Starting from:

$29.99

Project 3 Real data sets

Project 3
In this project, we represent various real data sets, on social networks, autonomous systems, and the like, as undirected graphs and analyze some of their features.
Note:  Your implementation must use C/C++ and your code must run on the Linux machine general.asu.edu. See §2 for full project requirements. No changes to these project requirements are permitted. As before, use a version control system as you develop your solution to this project. Your code repository should be private to prevent anyone from plagiarizing your work.
1 Graphs
Graphs are a pervasive data structure, and algorithms for working with them are fundamental in computer science. There are a great number of interesting and practical computational problems defined in terms of graphs. The goal in this project is to implement a few of them. To have more chance to interpret the results, we use some real data sets in this project, for example, a social networking data set from Facebook, and a data set that represents how autonomous systems (ASs) in the internet exchange traffic flows with their peers, i.e., their neighbours.
1.1 Data Format and Data Sets
1.1.1 Adjacency List Graph Representation
In this project, you must use an adjacency list to represent the graph. Such a representation of a graph G = (V,E) consists of an array A of n = |V| pointers to linked lists, one for each vertex in V . For each u ∈ V , the adjacency list A[u] contains all the vertices v such that there is an edge (u,v) ∈ E. That is, A[u] consists of linked list of all the vertices adjacent to u in G. The vertices in each adjacency list are typically stored in an arbitrary order. Figure 1(b) is an adjacency list representation of the undirected graph in Figure 1(a).
(a) An undirected graph. (b) Its adjacency list representation.
Figure 1: An undirected graph G with 5 vertices and 7 edges and its adjacency list representation.
1.1.2 Input Data Format
You must read the input data from standard input (stdin). The data is provided in a file as a convenience; you should redirect stdin from the file, i.e., no file operations are required, nor should they be used.
The format of the input is as follows:
1
1. First, the the graph G = (V,E) is provided. The first line gives n = |V|, the number of vertices in the graph. The second line gives m = |E|, the number of edges in the graph. Each of the next m lines gives an edge e = (u,v) ∈ E specified by its two endpoints, i.e., u,v ∈{0,1,...,n−1}. If there are self-loops, i.e., u = v, do not insert them into the graph. You should allocate an array of pointers of size n, and initialize each entry in the array to NULL. As each edge e = (u,v) is processed, insertion it into the adjacency list for vertices u and v is performed. Recall that in an undirected graph, each edge appears twice.
2. Once the graph is initialized, commands to perform analyses of the graph then follow. That is, after the last edge in the graph, a line with k, the number of commands to execute is given. The subsequent k lines each has one command. See §1.2 for details about the analyses required for each command.
1.1.3 Data Sets Initially, two data sets are provided in the format described in §1.1.2: 1. The first data set, in the file facebook.txt, contains data from 4,039 individuals, i.e., each person is represented by a vertex in the graph. The edges in this graph represent interactions between people; this graph has 88,234 edges. Online social networking applications such as Facebook, Twitter, and Google+, among others, are very popular. Public and private corporations, as well as researchers, are interested to mine the data and determine what information may be extracted from it.

» Extracted information:

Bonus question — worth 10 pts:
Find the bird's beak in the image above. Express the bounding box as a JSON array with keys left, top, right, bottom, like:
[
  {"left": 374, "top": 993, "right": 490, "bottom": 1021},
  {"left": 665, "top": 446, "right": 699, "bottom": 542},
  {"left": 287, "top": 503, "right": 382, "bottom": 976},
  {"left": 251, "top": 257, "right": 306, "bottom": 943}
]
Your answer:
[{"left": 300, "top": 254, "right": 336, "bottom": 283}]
* * *
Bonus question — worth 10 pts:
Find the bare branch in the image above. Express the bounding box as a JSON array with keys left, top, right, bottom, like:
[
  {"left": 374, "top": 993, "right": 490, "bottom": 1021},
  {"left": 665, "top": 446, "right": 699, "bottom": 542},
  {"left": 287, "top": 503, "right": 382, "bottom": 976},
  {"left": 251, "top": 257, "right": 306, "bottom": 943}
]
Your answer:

» Set of tasks:
1. According to the graph project description, why should the code repository be kept private? Answer in one to three sentences.
2. Carry on the graph project description from the point where it stops.

» The results:
1. The code repository should be private to prevent anyone from plagiarizing the work.

2.
2. The second data set, in the file as.txt, contains 6,474 nodes in autonomous systems (ASs) in the internet. There are edges 13,895 in this graph. The graph of routers comprising the Internet can be organized into sub-graphs called Autonomous Systems (AS). Each AS exchanges traffic flows with some peers. We can construct a communication network of who-talks-to- whom from the BGP (Border Gateway Protocol) logs. Analyses of such a graph may yield a better understanding of, say, congestion in the internet.
A smaller data set, as well as more larger data sets will also be provided.
1.2 Graph Analyses
Your project must support the following commands on the graph: • degree-distribution prints the degree distribution of the graph. This is presented as a histogram counting the number of nodes of degree i, 0 ≤ i ≤ n. That is, the node degree is given on the x axis, and the count is the y axis; if n = |V| is large, you may try aggregating the node degree. • shortest-path s t, where s is the source vertex and t is the destination, prints the length of the shortest path in G between s and t, and also prints the path taken to achieve it. Dijkstra’s singlesource shortest path algorithm must be implemented to compute the shortest path between s and t; see §24.3 of our textbook for a discussion of Dijkstra’s algorithm. • diameter, prints the diameter of the graph defined as the length of the longest shortest path. The Floyd-Warshall all-pairs shortest path algorithm must be used to compute the diameter; see §25.2 of our textbook for a discussion of the Floyd-Warshall algorithm. • components, prints the number of connected components in the graph, and their size (i.e., the number of vertices in each component). One way to find the connected components is to run a breadth-first search, marking and counting nodes as the search proceeds. If any unmarked vertices exist, start a new breadth-first search starting at any unmarked node. Repeat until all nodes are marked. (Depth-first search also works.)
2
2 Program Requirements for Project #3 1. Write a C/C++ program that reads in a social network data set in the format as described in §1.1, represents it as an adjacency list, and then performs analyses of the data set as described in §1.2. All memory management must be handled using only malloc and free, or new and delete. That is, you may not make use of any external libraries of any type for memory management!
2. Provide a Makefile that compiles your program into an executable named p3. This executable must read from standard input directly, or from a file redirected from standard input (this should require no change to your program).
The data sets are provided on Blackboard; use them to test the correctness of your program.
3 Submission Instructions
All submissions are electronic. This project has two submission deadlines.
1. The milestone deadline is before midnight on Friday, 11/20/2015.
2. The complete project deadline is before midnight on Friday, 12/04/2015.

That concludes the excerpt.